▶ _TASK INSTRUCTIONS_
Search term "wooden": please copy every line of the records below that contains it.
Top of EXTRACTED ENTRIES
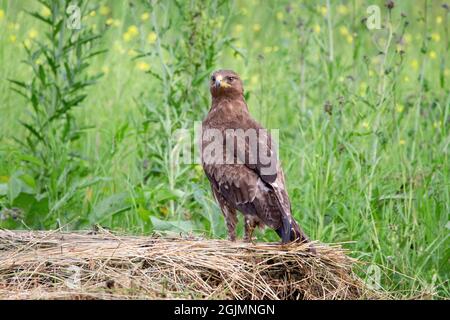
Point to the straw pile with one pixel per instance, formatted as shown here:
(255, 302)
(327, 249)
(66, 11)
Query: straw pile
(57, 265)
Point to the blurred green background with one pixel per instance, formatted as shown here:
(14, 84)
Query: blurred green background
(87, 119)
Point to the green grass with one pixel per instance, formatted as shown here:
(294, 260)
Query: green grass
(363, 135)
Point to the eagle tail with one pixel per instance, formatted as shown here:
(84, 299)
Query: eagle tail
(290, 231)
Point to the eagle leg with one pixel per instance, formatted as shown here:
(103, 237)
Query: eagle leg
(249, 227)
(231, 220)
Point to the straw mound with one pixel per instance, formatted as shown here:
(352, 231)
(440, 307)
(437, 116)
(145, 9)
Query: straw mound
(56, 265)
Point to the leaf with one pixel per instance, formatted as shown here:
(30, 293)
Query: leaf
(20, 183)
(3, 189)
(110, 206)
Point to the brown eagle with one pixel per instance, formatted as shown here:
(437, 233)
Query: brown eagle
(235, 149)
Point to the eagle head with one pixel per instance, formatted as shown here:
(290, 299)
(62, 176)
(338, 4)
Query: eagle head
(226, 83)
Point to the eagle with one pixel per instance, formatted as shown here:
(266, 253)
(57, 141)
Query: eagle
(234, 153)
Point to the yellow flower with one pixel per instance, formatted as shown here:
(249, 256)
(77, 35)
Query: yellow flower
(46, 12)
(399, 108)
(316, 28)
(143, 66)
(151, 38)
(343, 31)
(342, 9)
(436, 37)
(238, 28)
(133, 30)
(32, 34)
(131, 33)
(104, 10)
(126, 37)
(118, 47)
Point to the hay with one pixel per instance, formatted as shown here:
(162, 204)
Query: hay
(57, 265)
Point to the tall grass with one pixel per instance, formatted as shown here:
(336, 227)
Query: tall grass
(363, 118)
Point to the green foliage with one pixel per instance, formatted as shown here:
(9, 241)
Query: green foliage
(58, 82)
(363, 118)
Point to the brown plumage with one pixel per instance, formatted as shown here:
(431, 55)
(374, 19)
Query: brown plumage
(245, 186)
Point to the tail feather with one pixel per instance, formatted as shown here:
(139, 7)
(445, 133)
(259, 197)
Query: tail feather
(290, 231)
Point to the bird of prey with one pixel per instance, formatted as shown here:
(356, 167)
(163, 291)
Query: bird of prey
(233, 148)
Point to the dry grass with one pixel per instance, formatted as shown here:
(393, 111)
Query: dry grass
(56, 265)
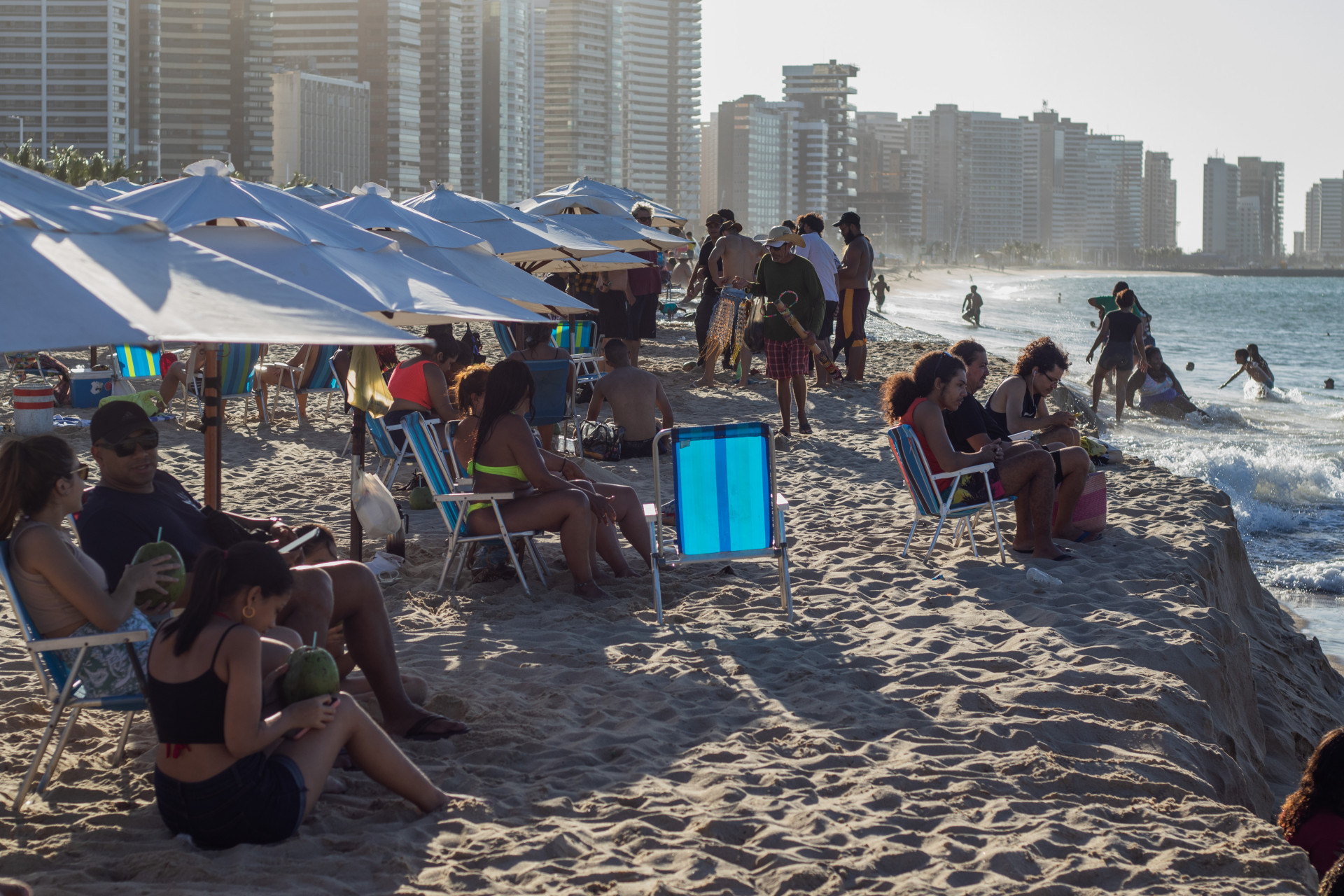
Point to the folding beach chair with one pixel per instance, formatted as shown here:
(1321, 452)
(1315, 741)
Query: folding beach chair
(927, 500)
(727, 501)
(452, 505)
(61, 682)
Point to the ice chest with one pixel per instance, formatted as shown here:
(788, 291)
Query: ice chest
(89, 387)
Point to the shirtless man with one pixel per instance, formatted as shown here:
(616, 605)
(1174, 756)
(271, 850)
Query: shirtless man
(739, 255)
(853, 281)
(634, 394)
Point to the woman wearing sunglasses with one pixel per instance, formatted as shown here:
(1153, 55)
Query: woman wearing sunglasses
(61, 586)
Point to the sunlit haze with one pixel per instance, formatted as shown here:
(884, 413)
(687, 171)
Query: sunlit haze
(1193, 80)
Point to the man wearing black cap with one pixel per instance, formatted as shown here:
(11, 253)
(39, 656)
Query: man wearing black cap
(136, 503)
(853, 281)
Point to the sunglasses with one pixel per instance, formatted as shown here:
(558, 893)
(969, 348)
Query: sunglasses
(127, 447)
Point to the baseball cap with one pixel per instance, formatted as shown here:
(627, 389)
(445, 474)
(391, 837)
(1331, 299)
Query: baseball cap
(781, 235)
(115, 421)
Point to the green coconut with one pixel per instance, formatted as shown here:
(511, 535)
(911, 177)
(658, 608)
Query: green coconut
(175, 587)
(312, 673)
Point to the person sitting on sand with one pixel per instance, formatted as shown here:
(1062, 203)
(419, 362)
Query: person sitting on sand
(972, 428)
(64, 590)
(1019, 403)
(1120, 330)
(505, 458)
(537, 347)
(937, 383)
(625, 500)
(1313, 814)
(136, 503)
(635, 396)
(1252, 370)
(1159, 390)
(225, 773)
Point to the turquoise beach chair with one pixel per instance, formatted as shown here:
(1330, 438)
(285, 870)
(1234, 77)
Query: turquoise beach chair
(61, 682)
(452, 505)
(929, 500)
(727, 504)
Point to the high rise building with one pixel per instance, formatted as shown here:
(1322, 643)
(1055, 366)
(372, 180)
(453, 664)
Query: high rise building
(320, 128)
(1222, 188)
(65, 73)
(827, 144)
(1159, 229)
(1265, 181)
(374, 41)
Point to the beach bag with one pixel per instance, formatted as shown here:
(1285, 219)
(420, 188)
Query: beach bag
(601, 440)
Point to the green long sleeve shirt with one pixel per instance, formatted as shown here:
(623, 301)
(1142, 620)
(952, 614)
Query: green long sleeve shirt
(797, 274)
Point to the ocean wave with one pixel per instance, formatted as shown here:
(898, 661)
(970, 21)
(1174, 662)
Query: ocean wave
(1327, 575)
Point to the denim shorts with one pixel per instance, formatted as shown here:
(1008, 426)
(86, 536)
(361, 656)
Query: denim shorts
(258, 799)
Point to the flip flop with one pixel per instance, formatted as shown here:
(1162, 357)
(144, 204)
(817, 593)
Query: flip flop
(419, 731)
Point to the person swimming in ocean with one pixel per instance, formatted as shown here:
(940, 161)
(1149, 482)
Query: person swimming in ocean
(1254, 370)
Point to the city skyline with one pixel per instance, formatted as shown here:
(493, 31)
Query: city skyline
(1159, 94)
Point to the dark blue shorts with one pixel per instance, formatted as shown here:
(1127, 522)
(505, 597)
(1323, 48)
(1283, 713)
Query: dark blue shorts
(258, 799)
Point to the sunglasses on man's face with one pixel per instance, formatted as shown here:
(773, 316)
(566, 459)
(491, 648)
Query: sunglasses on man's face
(127, 447)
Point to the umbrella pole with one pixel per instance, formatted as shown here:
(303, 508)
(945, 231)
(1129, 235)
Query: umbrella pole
(213, 425)
(356, 457)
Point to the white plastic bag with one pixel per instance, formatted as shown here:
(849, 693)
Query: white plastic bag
(374, 504)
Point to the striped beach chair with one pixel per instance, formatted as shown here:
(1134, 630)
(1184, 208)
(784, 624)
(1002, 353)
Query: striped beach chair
(61, 685)
(727, 503)
(930, 501)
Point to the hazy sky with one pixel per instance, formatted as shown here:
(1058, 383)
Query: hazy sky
(1187, 77)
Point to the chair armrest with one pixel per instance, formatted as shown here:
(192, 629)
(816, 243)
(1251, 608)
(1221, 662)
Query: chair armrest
(46, 645)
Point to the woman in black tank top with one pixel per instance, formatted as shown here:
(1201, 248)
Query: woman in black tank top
(226, 773)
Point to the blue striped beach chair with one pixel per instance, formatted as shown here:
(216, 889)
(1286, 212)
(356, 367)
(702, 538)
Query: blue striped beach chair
(929, 500)
(727, 503)
(454, 507)
(61, 684)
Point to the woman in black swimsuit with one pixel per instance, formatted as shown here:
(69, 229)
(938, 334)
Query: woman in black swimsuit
(1123, 333)
(225, 771)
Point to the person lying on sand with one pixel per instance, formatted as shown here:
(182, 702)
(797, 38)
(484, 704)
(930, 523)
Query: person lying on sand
(1019, 403)
(918, 398)
(1159, 390)
(624, 500)
(225, 773)
(971, 428)
(1252, 370)
(136, 503)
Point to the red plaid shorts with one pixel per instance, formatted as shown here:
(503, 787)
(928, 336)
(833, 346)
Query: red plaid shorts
(785, 359)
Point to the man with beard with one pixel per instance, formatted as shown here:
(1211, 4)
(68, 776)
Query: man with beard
(853, 281)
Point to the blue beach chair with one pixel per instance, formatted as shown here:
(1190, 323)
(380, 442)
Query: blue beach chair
(452, 505)
(929, 500)
(61, 682)
(727, 501)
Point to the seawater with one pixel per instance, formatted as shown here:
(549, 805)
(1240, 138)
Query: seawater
(1278, 454)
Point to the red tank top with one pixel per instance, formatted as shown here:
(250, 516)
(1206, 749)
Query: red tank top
(407, 383)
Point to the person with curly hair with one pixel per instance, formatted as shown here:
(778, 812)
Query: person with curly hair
(1313, 814)
(1019, 403)
(918, 398)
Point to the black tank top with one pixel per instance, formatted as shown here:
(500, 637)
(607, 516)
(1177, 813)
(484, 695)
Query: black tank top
(191, 713)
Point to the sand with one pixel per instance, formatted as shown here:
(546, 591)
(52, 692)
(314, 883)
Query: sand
(924, 727)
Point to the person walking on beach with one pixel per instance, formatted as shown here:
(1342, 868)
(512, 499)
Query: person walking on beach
(1121, 332)
(787, 352)
(853, 281)
(971, 307)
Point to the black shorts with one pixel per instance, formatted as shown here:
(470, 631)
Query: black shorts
(258, 799)
(644, 316)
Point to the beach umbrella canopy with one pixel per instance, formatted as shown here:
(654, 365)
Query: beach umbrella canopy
(84, 273)
(598, 198)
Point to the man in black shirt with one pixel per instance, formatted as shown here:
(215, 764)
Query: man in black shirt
(134, 501)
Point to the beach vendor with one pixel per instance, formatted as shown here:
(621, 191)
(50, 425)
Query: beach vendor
(787, 351)
(136, 503)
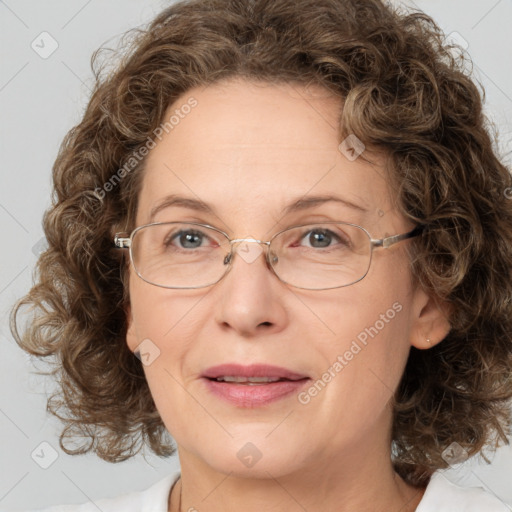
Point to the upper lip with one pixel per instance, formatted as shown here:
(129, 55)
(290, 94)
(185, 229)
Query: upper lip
(253, 370)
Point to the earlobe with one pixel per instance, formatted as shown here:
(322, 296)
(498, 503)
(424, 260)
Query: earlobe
(131, 338)
(431, 322)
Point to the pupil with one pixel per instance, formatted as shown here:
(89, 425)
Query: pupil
(320, 237)
(187, 238)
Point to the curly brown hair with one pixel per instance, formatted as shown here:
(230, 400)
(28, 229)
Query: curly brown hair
(404, 92)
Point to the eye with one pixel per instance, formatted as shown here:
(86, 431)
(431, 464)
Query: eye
(319, 238)
(187, 239)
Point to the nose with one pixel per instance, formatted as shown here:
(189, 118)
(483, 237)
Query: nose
(250, 296)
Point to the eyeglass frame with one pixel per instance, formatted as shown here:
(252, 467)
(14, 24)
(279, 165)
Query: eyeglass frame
(121, 242)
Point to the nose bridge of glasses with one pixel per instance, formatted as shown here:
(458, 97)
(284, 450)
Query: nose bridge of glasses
(248, 248)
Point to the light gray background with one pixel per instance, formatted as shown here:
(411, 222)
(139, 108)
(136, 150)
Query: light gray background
(41, 99)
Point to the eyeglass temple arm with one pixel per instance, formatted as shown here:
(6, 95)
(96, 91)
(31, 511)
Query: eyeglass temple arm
(121, 242)
(390, 240)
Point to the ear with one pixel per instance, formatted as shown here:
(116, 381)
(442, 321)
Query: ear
(131, 337)
(430, 322)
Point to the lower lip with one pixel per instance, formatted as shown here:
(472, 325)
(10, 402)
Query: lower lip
(246, 395)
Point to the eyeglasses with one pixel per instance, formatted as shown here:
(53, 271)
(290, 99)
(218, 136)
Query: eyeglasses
(311, 256)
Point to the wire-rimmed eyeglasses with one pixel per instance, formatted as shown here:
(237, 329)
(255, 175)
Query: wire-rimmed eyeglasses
(318, 256)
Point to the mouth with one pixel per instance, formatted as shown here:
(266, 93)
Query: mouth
(253, 386)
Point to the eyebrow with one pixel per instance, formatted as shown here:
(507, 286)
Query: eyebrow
(300, 204)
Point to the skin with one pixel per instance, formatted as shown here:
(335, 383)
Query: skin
(249, 150)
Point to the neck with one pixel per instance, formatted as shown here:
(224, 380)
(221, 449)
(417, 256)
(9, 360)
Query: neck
(344, 484)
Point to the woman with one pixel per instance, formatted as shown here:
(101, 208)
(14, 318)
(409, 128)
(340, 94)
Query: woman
(281, 235)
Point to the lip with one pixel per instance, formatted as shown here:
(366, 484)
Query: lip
(257, 395)
(253, 370)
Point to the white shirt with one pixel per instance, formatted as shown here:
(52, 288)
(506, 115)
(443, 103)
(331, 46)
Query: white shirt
(441, 495)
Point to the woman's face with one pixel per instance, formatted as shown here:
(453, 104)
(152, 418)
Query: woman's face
(249, 151)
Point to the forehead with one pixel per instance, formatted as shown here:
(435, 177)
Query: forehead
(251, 148)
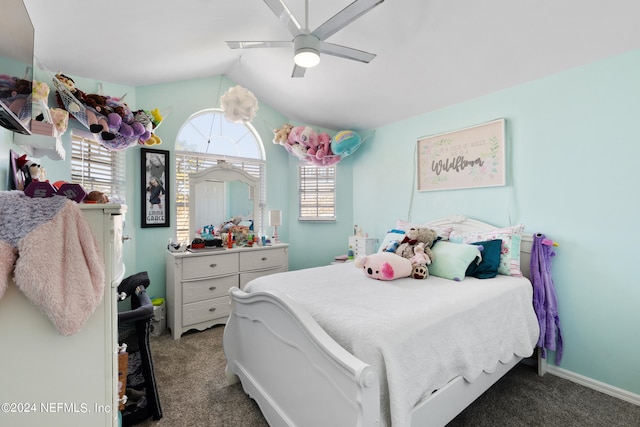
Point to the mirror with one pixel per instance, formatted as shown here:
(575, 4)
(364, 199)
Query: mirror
(219, 193)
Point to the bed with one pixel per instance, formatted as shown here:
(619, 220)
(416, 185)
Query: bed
(328, 346)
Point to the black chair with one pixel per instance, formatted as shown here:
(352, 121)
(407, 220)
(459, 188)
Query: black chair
(134, 327)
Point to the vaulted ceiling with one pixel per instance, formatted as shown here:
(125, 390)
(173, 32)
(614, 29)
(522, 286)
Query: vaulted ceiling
(430, 53)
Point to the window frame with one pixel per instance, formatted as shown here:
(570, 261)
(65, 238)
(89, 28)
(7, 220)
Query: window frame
(256, 166)
(97, 168)
(309, 187)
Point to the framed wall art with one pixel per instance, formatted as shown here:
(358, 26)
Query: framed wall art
(154, 167)
(466, 158)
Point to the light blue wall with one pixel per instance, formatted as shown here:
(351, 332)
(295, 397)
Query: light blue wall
(574, 147)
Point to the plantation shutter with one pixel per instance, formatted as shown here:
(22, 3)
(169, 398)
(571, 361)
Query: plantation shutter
(317, 193)
(96, 168)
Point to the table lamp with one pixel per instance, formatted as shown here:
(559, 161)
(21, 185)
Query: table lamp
(275, 220)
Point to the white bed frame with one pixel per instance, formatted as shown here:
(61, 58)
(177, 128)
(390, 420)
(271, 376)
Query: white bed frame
(300, 376)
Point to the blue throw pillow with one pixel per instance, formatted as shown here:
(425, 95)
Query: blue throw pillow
(488, 267)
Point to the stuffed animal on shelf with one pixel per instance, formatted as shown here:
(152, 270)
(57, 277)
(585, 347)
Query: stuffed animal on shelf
(96, 122)
(416, 235)
(384, 266)
(281, 136)
(345, 143)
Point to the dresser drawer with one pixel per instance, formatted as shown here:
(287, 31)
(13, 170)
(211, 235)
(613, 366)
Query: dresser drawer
(247, 277)
(208, 266)
(203, 311)
(262, 259)
(200, 290)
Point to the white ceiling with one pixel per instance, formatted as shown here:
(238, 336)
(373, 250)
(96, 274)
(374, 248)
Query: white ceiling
(430, 53)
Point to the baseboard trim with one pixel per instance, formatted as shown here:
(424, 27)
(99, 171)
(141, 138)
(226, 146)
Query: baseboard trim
(595, 385)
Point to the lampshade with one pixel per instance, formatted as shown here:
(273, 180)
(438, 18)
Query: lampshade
(275, 218)
(307, 52)
(307, 57)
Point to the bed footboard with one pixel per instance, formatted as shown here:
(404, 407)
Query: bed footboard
(292, 368)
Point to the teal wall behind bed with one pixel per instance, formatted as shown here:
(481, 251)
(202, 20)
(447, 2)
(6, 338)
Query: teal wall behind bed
(573, 148)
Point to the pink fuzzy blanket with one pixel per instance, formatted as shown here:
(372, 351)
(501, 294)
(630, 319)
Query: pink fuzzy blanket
(55, 260)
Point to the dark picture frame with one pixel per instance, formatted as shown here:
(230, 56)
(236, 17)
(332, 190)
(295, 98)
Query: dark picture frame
(16, 179)
(154, 189)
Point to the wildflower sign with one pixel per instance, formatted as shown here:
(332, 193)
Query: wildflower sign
(466, 158)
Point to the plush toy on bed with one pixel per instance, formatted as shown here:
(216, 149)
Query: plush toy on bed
(420, 261)
(416, 235)
(384, 266)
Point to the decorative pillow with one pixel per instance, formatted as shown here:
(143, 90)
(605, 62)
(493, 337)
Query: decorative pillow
(510, 236)
(392, 235)
(487, 267)
(443, 232)
(452, 259)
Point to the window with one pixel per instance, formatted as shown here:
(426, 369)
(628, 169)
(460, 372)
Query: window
(317, 193)
(96, 168)
(205, 139)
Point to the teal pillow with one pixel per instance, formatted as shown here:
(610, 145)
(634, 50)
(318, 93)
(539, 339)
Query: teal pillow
(452, 259)
(487, 267)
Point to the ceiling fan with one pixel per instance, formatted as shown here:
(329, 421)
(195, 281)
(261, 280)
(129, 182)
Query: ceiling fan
(307, 45)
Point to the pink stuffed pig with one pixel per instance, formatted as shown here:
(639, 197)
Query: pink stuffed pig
(384, 266)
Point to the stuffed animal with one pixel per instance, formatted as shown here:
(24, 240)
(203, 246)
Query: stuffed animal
(323, 156)
(300, 140)
(384, 266)
(420, 257)
(95, 104)
(281, 135)
(303, 135)
(414, 236)
(345, 143)
(420, 260)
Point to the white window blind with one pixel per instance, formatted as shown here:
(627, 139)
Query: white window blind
(190, 162)
(96, 168)
(317, 193)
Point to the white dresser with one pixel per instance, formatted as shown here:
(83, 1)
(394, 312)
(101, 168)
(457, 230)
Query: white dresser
(198, 283)
(54, 380)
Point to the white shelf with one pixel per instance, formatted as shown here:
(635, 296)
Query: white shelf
(40, 145)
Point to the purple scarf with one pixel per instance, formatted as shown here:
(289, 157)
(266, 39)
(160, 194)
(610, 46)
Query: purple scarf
(545, 303)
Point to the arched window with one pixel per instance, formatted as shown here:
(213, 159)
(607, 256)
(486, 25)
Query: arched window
(205, 139)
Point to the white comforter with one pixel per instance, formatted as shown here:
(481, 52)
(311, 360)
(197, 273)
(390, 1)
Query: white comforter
(417, 334)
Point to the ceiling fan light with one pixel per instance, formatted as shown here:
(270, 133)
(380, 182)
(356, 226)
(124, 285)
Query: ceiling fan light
(307, 57)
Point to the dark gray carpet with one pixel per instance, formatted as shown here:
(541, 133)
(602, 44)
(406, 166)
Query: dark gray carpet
(193, 392)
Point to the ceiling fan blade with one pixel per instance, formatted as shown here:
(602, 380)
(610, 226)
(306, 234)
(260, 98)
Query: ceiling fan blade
(285, 16)
(250, 44)
(298, 71)
(346, 52)
(344, 17)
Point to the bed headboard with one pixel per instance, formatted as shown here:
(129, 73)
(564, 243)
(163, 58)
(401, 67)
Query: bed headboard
(463, 224)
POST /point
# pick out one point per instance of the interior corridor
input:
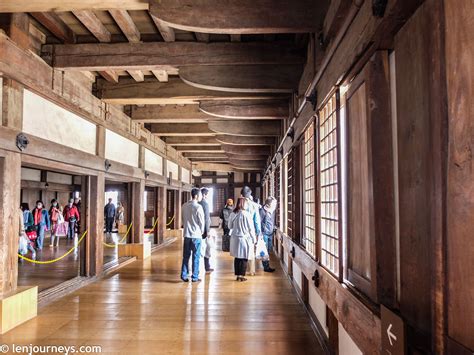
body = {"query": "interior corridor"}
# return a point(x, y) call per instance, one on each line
point(145, 308)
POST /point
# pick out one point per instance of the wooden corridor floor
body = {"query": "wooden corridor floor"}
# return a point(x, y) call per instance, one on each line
point(145, 308)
Bottom of EXTRACTED ENTRIES
▶ _REPLY_
# pick out one point per instance of the wooden corridor floor
body = {"query": "wooden corridor floor"}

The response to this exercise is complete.